Change "shrub" to "bush" in the rows starting at the line that contains "of the gabled" and ending at the end of the rows. Give those lines again with everything else left unchanged.

Location annotation dataset excerpts
- - -

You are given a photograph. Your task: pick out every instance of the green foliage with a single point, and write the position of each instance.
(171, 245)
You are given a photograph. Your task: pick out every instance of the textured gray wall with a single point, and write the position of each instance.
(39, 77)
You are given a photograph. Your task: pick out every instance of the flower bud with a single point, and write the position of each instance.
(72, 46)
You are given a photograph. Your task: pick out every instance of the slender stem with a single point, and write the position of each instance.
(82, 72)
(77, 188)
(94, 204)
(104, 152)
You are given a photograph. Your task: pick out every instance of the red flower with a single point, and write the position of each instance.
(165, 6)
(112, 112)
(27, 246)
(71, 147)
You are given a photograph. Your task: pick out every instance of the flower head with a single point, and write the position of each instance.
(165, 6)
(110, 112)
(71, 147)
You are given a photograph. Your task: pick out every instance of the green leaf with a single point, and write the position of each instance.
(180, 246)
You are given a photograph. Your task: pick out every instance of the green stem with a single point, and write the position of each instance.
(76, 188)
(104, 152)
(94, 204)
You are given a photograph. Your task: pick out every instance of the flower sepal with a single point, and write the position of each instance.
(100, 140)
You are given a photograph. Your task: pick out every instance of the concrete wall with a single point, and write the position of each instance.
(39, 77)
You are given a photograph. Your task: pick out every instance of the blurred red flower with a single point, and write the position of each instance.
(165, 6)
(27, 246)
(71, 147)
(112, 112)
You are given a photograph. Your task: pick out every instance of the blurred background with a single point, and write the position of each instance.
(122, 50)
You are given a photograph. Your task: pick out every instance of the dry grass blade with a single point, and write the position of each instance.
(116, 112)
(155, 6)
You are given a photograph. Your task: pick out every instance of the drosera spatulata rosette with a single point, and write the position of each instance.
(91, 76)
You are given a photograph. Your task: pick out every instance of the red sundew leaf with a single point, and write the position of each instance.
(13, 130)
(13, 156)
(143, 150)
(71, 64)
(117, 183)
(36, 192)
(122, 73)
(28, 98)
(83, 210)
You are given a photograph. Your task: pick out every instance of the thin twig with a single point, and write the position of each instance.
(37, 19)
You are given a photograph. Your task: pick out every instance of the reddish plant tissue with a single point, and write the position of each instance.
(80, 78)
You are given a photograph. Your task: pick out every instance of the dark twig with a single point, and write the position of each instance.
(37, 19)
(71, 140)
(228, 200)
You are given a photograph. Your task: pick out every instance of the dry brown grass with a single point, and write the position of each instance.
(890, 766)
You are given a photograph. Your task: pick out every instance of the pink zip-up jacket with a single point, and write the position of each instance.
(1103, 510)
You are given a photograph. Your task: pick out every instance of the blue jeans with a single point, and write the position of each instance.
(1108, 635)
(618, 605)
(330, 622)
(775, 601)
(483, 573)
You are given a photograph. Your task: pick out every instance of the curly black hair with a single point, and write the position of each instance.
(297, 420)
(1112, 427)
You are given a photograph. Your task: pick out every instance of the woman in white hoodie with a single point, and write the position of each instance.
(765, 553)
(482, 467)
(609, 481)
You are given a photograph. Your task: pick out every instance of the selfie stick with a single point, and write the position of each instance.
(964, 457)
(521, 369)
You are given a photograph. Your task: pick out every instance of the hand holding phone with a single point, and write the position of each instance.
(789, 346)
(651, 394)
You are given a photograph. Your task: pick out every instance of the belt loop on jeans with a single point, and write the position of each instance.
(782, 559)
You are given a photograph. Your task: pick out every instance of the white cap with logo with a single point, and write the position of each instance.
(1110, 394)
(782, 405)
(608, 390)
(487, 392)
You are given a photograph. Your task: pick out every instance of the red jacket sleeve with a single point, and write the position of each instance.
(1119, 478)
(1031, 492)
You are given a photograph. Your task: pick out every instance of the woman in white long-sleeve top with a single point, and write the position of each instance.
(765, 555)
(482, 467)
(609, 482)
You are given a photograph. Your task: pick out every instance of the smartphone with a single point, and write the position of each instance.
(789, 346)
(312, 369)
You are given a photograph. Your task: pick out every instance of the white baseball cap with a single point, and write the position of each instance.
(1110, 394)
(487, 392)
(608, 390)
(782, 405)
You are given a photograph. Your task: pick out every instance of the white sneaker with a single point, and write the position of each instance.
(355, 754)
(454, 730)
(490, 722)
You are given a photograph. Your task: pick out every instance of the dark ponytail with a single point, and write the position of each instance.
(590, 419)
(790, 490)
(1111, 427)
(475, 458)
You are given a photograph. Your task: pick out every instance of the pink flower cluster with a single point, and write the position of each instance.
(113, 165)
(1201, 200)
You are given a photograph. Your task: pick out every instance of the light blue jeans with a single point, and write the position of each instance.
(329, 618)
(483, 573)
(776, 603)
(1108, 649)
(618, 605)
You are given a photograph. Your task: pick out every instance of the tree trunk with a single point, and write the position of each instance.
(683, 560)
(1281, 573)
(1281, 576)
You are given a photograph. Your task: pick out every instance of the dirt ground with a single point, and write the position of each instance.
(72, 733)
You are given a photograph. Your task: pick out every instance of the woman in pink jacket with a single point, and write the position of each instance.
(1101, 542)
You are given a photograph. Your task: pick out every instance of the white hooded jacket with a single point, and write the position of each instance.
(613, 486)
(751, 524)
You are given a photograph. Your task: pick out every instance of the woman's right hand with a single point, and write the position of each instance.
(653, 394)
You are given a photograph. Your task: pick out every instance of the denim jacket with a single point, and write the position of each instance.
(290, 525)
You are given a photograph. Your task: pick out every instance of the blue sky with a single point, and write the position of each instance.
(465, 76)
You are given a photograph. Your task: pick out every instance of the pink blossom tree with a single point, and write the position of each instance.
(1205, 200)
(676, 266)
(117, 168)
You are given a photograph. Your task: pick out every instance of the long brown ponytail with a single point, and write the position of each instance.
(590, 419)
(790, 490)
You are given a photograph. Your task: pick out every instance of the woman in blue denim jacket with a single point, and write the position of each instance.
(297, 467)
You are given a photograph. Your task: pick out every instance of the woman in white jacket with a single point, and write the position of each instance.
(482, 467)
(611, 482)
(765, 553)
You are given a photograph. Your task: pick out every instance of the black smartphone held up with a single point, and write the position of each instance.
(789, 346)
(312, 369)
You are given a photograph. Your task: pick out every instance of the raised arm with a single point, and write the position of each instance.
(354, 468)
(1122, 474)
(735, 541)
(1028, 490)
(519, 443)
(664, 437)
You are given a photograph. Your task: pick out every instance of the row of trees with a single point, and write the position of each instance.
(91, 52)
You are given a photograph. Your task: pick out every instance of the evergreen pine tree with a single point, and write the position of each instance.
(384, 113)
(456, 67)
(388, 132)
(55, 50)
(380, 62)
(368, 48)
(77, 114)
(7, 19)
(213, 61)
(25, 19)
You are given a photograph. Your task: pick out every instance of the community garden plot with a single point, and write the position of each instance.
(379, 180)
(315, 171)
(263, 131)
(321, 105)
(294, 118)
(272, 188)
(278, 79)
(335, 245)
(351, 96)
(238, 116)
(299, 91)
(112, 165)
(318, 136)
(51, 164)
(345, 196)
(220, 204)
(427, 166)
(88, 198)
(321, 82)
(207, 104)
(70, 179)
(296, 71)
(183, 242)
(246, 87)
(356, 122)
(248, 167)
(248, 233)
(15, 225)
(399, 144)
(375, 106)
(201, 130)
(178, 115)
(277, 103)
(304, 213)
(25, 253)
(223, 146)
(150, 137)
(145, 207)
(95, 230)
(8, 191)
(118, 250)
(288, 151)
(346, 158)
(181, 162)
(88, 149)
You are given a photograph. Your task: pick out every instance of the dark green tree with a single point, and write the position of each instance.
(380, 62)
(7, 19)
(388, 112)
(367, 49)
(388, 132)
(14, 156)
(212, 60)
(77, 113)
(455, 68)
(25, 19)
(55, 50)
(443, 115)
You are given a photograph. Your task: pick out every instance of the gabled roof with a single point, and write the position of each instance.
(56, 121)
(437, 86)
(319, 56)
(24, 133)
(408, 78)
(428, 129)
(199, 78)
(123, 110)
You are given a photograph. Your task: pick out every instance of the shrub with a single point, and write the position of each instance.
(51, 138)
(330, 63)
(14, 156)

- - -

- **Output for this task**
You are given a photograph. Your task: pick out every instance of the gabled roof with a single point, and write the position of each instance.
(56, 121)
(437, 86)
(319, 56)
(24, 133)
(408, 78)
(428, 129)
(199, 78)
(123, 110)
You are given a photograph. Your task: pick out every instance of the bush with a single point, and write the position of each instance.
(51, 138)
(330, 63)
(14, 156)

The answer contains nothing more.